* **TASKS TO COMPLETE**:
**A.** Extract everything from "2 months pass" down to "from that prison." in the Parasite review, copying it word for word.
**B.** Continue the review of the film Parasite, picking up after its final sentence.

* **EXCERPTED TEXT**:
◇ ◇ ◇ ◇
2 months pass from the tragic event and Mrs. Kim and Ki-Woo are charged with fraud but do not serve any time in prison. One night, Ki-Woo decides to go to the Parks’ residence and discovers that his father is living in the underground cellar. The movie ends with Ki-Woo promising his father that, one day, he will make enough money to buy the house and free his father from that prison.
Parasite was a cinematical masterpiece. The film does an incredible job generating sympathy for the Kims as it perfectly grasps their desperate state and living situation. Thus, viewers are in constant suspense as to what may happen to the Kims during their plot to manipulate the Parks and how long this plan can last. The conflict between the Kims and the couple living under the house is also shocking as viewers are forced to consider how the Kims will be able to handle this situation. Furthermore, Parasite’s ending is not like that of any traditional thriller. It ends on a dark and gloomy note that shocks the audience as the family they became so attached to throughout the film is now separated. The ending compels the audience to question whether or not Ki-Woo can fulfill his dream of buying the Parks’ house and freeing his father. Some viewers who decide to look more into Parasite’s ending may feel even more remorse for the Kims when they discover that it would have taken 564 years for Ki-Woo to make enough money to buy the Parks’ house.
◇ ◇ ◇ ◇
Records from a data source
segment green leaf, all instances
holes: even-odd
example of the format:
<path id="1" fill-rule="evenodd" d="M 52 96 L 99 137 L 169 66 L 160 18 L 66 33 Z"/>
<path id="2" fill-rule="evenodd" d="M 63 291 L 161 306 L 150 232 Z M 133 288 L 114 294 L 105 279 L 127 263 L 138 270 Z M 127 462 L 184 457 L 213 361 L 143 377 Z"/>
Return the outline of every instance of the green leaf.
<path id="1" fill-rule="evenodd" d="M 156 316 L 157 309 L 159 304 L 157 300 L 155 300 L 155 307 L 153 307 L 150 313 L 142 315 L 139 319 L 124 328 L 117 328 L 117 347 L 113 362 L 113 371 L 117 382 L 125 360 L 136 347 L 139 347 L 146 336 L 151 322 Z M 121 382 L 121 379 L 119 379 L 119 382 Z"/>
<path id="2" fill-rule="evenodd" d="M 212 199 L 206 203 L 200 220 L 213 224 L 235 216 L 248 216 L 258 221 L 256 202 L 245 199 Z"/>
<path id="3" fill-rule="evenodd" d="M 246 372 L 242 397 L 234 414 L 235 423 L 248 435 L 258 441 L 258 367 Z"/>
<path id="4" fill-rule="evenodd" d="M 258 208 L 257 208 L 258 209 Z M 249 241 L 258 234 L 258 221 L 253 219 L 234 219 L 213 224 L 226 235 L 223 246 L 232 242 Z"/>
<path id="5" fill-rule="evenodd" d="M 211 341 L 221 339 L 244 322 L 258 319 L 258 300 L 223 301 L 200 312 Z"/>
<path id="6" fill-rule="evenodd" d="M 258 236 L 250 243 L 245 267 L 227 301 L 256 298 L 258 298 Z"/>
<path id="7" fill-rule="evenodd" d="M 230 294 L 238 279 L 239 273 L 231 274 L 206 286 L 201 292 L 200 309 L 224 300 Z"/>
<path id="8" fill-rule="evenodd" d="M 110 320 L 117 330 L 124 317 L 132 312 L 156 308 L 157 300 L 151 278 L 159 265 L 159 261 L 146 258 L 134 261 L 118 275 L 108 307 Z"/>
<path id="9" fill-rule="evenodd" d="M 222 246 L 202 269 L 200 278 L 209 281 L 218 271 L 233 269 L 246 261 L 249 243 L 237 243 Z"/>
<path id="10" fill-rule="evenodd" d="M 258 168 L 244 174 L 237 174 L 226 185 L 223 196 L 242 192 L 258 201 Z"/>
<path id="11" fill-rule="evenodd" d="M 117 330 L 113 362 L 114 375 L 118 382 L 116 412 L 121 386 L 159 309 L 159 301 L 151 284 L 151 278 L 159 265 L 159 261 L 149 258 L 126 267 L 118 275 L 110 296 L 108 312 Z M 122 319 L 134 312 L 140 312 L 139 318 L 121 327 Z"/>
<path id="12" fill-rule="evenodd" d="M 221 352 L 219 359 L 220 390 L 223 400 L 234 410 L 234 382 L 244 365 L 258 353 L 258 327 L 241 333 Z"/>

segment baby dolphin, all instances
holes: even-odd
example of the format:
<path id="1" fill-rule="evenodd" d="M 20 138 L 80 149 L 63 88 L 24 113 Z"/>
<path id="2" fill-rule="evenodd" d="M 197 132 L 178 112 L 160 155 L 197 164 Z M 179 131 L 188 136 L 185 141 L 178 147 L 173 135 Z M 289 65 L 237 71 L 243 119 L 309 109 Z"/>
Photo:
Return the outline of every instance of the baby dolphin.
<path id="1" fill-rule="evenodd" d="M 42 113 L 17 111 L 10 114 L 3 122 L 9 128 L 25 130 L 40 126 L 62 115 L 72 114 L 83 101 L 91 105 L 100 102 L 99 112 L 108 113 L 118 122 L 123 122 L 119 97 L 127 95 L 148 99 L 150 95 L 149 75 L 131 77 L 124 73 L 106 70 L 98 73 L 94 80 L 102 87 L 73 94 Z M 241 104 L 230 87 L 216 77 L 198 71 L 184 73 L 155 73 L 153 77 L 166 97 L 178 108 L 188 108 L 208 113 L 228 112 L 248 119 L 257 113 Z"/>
◇ ◇ ◇ ◇
* **EXERCISE RESULTS**:
**A.**
2 months pass from the tragic event and Mrs. Kim and Ki-Woo are charged with fraud but do not serve any time in prison. One night, Ki-Woo decides to go to the Parks’ residence and discovers that his father is living in the underground cellar. The movie ends with Ki-Woo promising his father that, one day, he will make enough money to buy the house and free his father from that prison.

**B.**
I believe that Parasite deserved to win all of its Oscars not only because of its enticing plot and stark and depressing ending but because of the societal themes underlying the film.
There are multiple thematic elements present in Parasite, but I believe that the idea of class divide and how it reflects how our society’s upper class views the lower class helped make this movie stand out.
This class division is primarily evident during a flooding scene towards the end of the movie. When a massive storm occurs, the Parks view the event as comforting and pleasing as it allowed Da-Song to sleep outside in their backyard in a tent and helped clear the air pollution the next day.
However, the storm is devastating for the Kims. It causes water to overflow from sewer pipes, drains, and toilets that flood the Kim family’s entire neighborhood, destroying precious belongings and leaving those residents homeless for the night. The Kims are then forced to sleep in a gym along with hundreds of other people whose homes were destroyed.
The morning after, the Parks invite the Kims over to celebrate Da-Song’s birthday and asks Mr. Kim if he can help run some errands for the celebration. On her way shopping, Mrs. Park announces her gratitude for the storm as it created perfect weather for the party, oblivious of the fact it destroyed Mr. Kim’s home.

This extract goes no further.